** Opening DATA SECTION block **

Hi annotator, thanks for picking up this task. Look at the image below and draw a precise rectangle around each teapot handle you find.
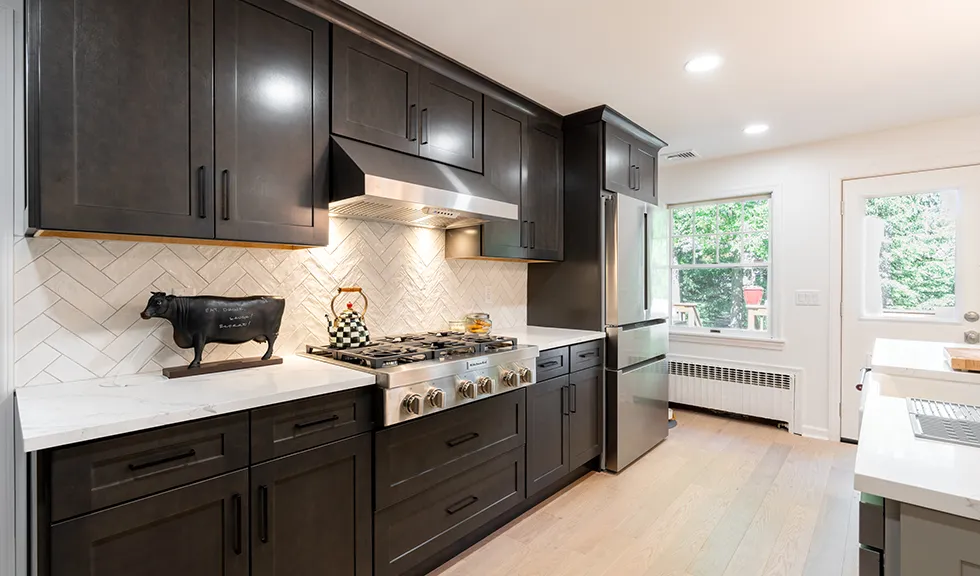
[330,286,368,325]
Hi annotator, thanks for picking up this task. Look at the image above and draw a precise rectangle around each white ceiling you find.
[343,0,980,160]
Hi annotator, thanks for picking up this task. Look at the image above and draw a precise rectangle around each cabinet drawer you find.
[375,389,525,510]
[536,347,569,380]
[859,499,885,550]
[858,546,882,576]
[251,387,376,464]
[374,446,525,576]
[569,339,603,372]
[49,413,249,522]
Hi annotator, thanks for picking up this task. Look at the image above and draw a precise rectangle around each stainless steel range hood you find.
[329,136,518,229]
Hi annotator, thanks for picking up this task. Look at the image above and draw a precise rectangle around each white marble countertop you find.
[500,325,605,351]
[872,338,980,385]
[16,355,376,452]
[854,372,980,520]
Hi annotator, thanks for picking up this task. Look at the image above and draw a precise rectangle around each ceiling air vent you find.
[663,149,700,161]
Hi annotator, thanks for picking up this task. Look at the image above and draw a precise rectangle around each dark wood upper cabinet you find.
[213,0,330,245]
[526,375,569,497]
[603,126,633,195]
[632,140,658,204]
[250,434,372,576]
[32,0,215,239]
[479,97,527,259]
[50,470,249,576]
[525,121,563,261]
[418,68,483,172]
[331,26,419,156]
[568,367,603,469]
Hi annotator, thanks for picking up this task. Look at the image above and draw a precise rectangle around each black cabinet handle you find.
[232,493,243,555]
[420,108,429,145]
[561,386,569,416]
[570,383,577,413]
[539,360,560,369]
[628,164,634,190]
[446,495,479,515]
[578,351,597,359]
[521,221,528,248]
[258,485,269,544]
[446,432,480,447]
[128,448,196,472]
[294,414,339,430]
[635,165,641,190]
[530,221,536,249]
[221,170,230,221]
[408,104,418,141]
[197,166,207,218]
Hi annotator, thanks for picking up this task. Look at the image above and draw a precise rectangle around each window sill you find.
[669,330,786,350]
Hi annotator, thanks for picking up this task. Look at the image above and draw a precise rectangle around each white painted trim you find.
[669,330,786,350]
[829,174,843,442]
[801,424,831,441]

** Closing DATA SECTION block **

» **WHAT IS REQUIRED**: Using the records above, output exactly the lines from the one containing "trim you find." through the last line, and no others.

» **OUTPUT OF THE TASK**:
Hi annotator, thanks for picking up this task. Look at the image above and draw a precise rectangle around each white painted trim you find.
[669,330,786,350]
[829,174,843,442]
[801,424,831,441]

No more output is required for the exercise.